### Set problem 1:
According to the seminar schedule, at which conference was the paper by Ola Svensson presented?
### Set problem 2:
List every author credited with writing one of the two papers in the seminar schedule.
### Set problem 3:
Repeat the passage of the seminar schedule that starts at "Abstract: A well" and ends at "n) additional bins.".

--- start of Quoted passage ---

3. 5., 10. 5. 2011 (úterý [Tuesday], 8:30, MFF UK Malá Strana, S6)

Friedrich Eisenbrand, Dömötör Pálvölgyi, and Thomas Rothvoss:
Bin Packing via Discrepancy of Permutations.
SODA 2011.
(referuje Tomáš Dzetkulič)

Abstract: A well studied special case of bin packing is the 3-partition problem, where n items of size >1/4 have to be packed in a minimum number of bins of capacity one. The famous Karmarkar-Karp algorithm transforms a fractional solution of a suitable LP relaxation for this problem into an integral solution that requires at most O(log n) additional bins.
The three-permutations-conjecture of Beck is the following. Given any 3 permutations on n symbols, one can color the symbols red and blue, such that in any interval of any of those permutations, the number of red and blue symbols differs only by a constant. Beck's conjecture is well known in the field of discrepancy theory.
We establish a surprising connection between bin packing and Beck's conjecture: If the latter holds true, then the additive integrality gap of the 3-partition linear programming relaxation is bounded by a constant.

19. 4., 26. 4. 2011 (úterý [Tuesday], 8:30, MFF UK Malá Strana, S6)

Ola Svensson: Santa Claus Schedules Jobs on Unrelated Machines. STOC 2010.
(referuje Marek Krčál)

Abstract: One of the classic results in scheduling theory is the 2-approximation algorithm by Lenstra, Shmoys, and Tardos for the problem of scheduling jobs to minimize makespan on unrelated machines, i.e., job j requires time p_{ij} if processed on machine i. More than two decades after its introduction it is still the algorithm of choice even in the restricted model where processing times are of the form p_{ij} in {p_j, \infty}. This problem, also known as the restricted assignment problem, is NP-hard to approximate within a factor less than 1.5 which is also the best known lower bound for the general version. Our main result is a polynomial time algorithm that estimates the optimal makespan of the restricted assignment problem within a factor 33/17 + \epsilon \approx 1.9412 + \epsilon, where \epsilon > 0 is an arbitrary small constant. The result is obtained by upper bounding the integrality gap of a certain strong linear program, known as configuration LP, that was previously successfully used for the related Santa Claus problem. Similar to the strongest analysis for that problem our proof is based on a local search algorithm that will eventually find a schedule of the mentioned approximation guarantee, but is not known to converge in polynomial time.

--- end of Quoted passage ---
--- start of Supplied information ---

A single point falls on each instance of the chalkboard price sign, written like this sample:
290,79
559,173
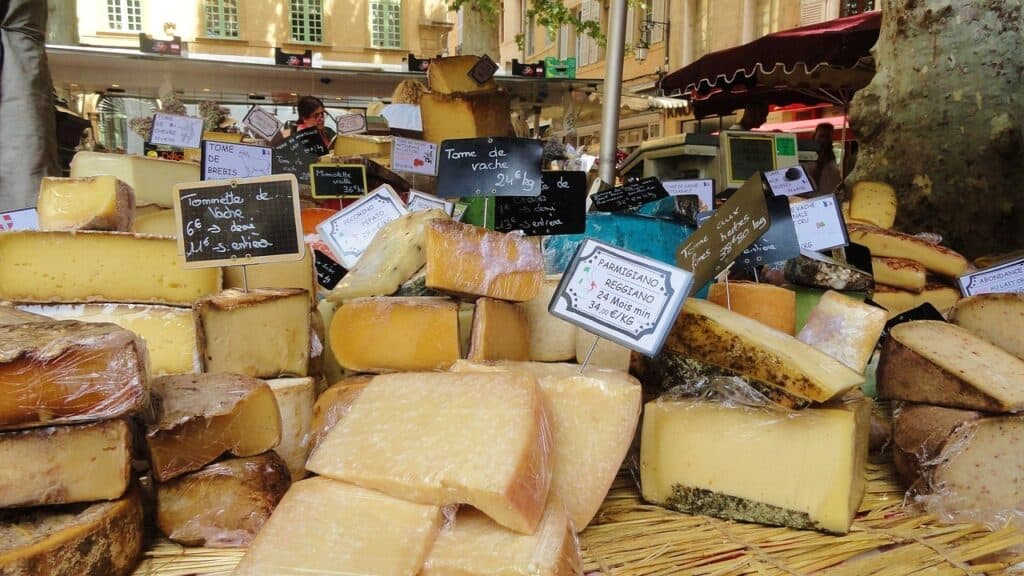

--- end of Supplied information ---

### Response 1:
STOC 2010

### Response 2:
Friedrich Eisenbrand, Dömötör Pálvölgyi, Thomas Rothvoss, Ola Svensson

### Response 3:
Abstract: A well studied special case of bin packing is the 3-partition problem, where n items of size >1/4 have to be packed in a minimum number of bins of capacity one. The famous Karmarkar-Karp algorithm transforms a fractional solution of a suitable LP relaxation for this problem into an integral solution that requires at most O(log n) additional bins.